#### PROVIDED INFORMATION
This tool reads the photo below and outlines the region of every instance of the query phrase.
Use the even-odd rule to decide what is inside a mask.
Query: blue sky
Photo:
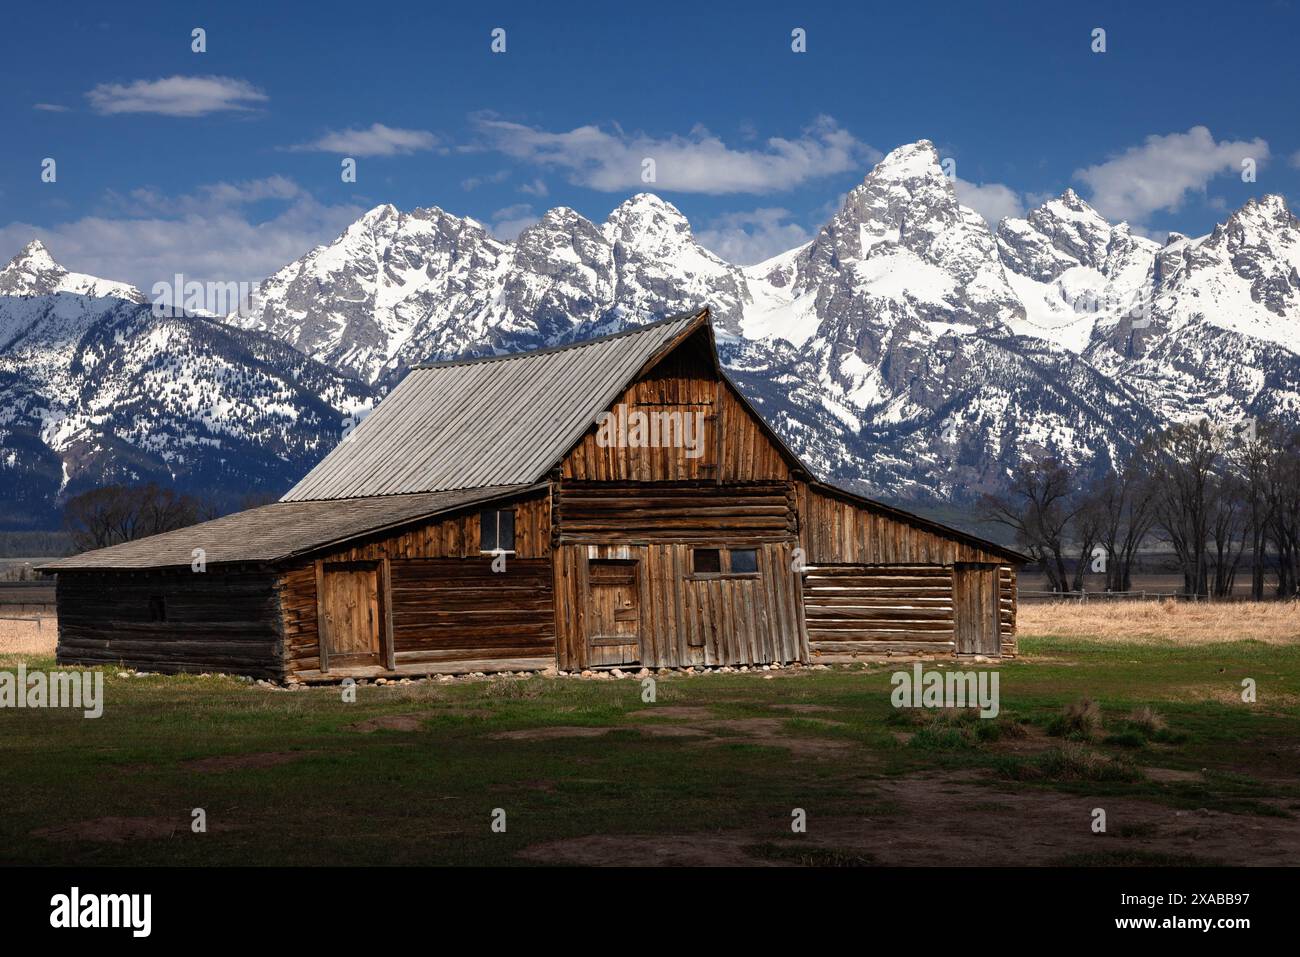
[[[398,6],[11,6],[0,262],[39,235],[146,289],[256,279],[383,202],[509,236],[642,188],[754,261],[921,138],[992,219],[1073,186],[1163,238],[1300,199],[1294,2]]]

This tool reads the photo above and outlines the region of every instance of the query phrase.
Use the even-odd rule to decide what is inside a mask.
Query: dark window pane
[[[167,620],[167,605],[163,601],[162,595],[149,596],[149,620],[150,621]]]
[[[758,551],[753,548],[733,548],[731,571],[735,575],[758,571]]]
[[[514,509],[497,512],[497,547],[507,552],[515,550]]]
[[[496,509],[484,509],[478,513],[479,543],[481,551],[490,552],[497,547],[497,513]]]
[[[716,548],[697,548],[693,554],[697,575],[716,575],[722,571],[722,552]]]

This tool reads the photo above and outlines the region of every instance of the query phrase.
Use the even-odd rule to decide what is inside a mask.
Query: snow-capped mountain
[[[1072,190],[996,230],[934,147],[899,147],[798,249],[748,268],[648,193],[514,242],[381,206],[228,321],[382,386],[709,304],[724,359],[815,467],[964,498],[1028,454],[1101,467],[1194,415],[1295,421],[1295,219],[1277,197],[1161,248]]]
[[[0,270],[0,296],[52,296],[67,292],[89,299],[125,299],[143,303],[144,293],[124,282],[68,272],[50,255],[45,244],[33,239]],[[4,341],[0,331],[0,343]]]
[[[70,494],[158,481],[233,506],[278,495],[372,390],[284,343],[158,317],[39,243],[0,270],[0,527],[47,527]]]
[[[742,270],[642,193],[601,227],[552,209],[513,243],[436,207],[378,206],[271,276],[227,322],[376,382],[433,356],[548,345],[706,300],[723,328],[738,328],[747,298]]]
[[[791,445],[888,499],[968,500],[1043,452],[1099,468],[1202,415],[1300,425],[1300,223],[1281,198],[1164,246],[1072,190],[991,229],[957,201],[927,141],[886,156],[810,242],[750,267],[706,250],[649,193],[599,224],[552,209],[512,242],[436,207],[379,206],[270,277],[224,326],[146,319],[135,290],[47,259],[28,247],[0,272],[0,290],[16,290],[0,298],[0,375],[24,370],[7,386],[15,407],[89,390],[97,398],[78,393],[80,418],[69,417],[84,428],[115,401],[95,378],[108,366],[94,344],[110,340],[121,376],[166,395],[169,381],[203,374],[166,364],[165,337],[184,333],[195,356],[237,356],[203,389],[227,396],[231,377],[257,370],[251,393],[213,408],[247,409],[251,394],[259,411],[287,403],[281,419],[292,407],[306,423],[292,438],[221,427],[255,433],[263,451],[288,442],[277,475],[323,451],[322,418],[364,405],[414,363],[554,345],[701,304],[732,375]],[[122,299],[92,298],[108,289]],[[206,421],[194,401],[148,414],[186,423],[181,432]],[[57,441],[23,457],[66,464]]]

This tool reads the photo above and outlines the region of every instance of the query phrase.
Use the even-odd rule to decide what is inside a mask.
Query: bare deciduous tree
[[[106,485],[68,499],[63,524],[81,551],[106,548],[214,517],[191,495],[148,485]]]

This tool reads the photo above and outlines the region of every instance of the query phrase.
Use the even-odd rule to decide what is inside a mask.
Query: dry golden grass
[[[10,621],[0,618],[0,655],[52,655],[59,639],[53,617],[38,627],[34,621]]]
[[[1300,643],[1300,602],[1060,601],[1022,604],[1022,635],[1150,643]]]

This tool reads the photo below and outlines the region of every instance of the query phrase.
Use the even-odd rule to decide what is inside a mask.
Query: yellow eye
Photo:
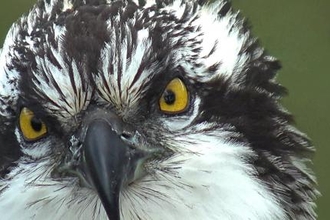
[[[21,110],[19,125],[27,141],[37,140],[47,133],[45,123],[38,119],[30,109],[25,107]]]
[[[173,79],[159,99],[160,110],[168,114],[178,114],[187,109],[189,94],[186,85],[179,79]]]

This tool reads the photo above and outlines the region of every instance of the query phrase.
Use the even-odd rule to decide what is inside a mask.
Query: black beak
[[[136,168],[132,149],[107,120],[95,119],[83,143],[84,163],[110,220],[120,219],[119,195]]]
########
ABOUT THIS TASK: Write out all the records again, exactly, minus any pictures.

RESPONSE AREA:
This tool reads the photo below and outlines the region of every instance of the query phrase.
Use the even-odd rule to decide what is inside a mask.
Query: blue sky
Photo:
[[[398,6],[11,6],[0,262],[39,235],[146,289],[256,279],[383,202],[509,236],[642,188],[754,261],[921,138],[992,219],[1073,186],[1163,238],[1300,199],[1294,2]]]

This tool reads the photo above and outlines the region of every instance of the query phrase.
Use the even-odd rule to decide what is inside a mask.
Query: dark window pane
[[[167,620],[167,605],[163,601],[162,595],[149,596],[149,620],[150,621]]]
[[[758,551],[753,548],[733,548],[731,571],[735,575],[758,571]]]
[[[514,509],[497,512],[497,547],[507,552],[515,550]]]
[[[496,509],[484,509],[478,513],[479,543],[481,551],[490,552],[497,547],[497,513]]]
[[[716,548],[697,548],[693,554],[697,575],[716,575],[722,571],[722,552]]]

This tool reads the photo above and outlines the region of every instance of the query phrase.
Use the even-odd rule to decide what is inside a mask.
Query: snow-capped mountain
[[[1072,190],[996,230],[934,147],[899,147],[798,249],[748,268],[648,193],[514,242],[381,206],[228,321],[382,386],[709,304],[724,359],[815,467],[964,498],[1028,454],[1101,467],[1194,415],[1295,421],[1295,219],[1277,197],[1161,248]]]
[[[0,270],[0,296],[52,296],[67,292],[89,299],[125,299],[143,303],[144,293],[124,282],[68,272],[50,255],[45,244],[33,239]],[[4,341],[0,331],[0,343]]]
[[[70,494],[158,481],[233,506],[278,495],[372,390],[284,343],[158,317],[39,243],[0,270],[0,527],[47,527]]]
[[[742,270],[642,193],[601,227],[552,209],[513,243],[436,207],[378,206],[271,276],[227,322],[376,382],[433,356],[548,345],[706,300],[723,328],[738,328],[747,298]]]
[[[791,445],[888,499],[968,500],[1043,452],[1099,468],[1202,415],[1300,425],[1300,223],[1281,198],[1164,246],[1072,190],[991,229],[957,201],[927,141],[886,156],[810,242],[750,267],[706,250],[649,193],[599,224],[552,209],[512,242],[436,207],[379,206],[270,277],[224,326],[146,319],[135,290],[47,259],[28,247],[0,272],[0,290],[16,290],[0,298],[0,375],[24,370],[7,386],[15,407],[89,390],[97,398],[78,393],[80,418],[69,417],[84,428],[115,401],[95,378],[108,366],[94,344],[110,340],[121,376],[166,395],[169,381],[203,374],[166,364],[165,337],[184,333],[195,356],[237,356],[203,389],[227,396],[231,377],[257,370],[251,393],[213,408],[247,409],[251,394],[259,411],[287,403],[281,419],[292,407],[306,423],[292,438],[221,427],[255,433],[263,451],[288,442],[277,475],[323,451],[322,418],[364,405],[414,363],[554,345],[701,304],[732,375]],[[122,299],[92,298],[108,289]],[[206,421],[194,401],[148,414],[186,423],[181,432]],[[57,441],[23,457],[66,464]]]

This tool reads the photo above and outlines the region of every instance of the query phrase.
Use the even-odd rule to decide what is inside a mask.
Query: bare deciduous tree
[[[106,485],[68,499],[63,524],[81,551],[106,548],[214,517],[191,495],[148,485]]]

This tool reads the photo above and outlines the region of every instance of the query phrase.
Use the even-odd rule to decide what is inside a mask.
Query: dry golden grass
[[[10,621],[0,618],[0,655],[52,655],[59,639],[53,617],[38,627],[34,621]]]
[[[1300,643],[1300,602],[1060,601],[1022,604],[1022,635],[1150,643]]]

This tool reads the photo below and outlines the region of every instance of the query phrase.
Use the even-odd rule to decide what is inside a mask.
Query: yellow eye
Photo:
[[[21,110],[19,125],[27,141],[37,140],[47,133],[45,123],[38,119],[30,109],[25,107]]]
[[[173,79],[159,99],[160,110],[168,114],[178,114],[187,109],[189,94],[186,85],[179,79]]]

This tool reads the photo above and outlines the region of every instance of the query phrase.
Use the even-odd rule to decide what is inside a mask.
Query: black beak
[[[136,168],[132,149],[107,120],[95,119],[83,143],[84,163],[110,220],[120,219],[119,195]]]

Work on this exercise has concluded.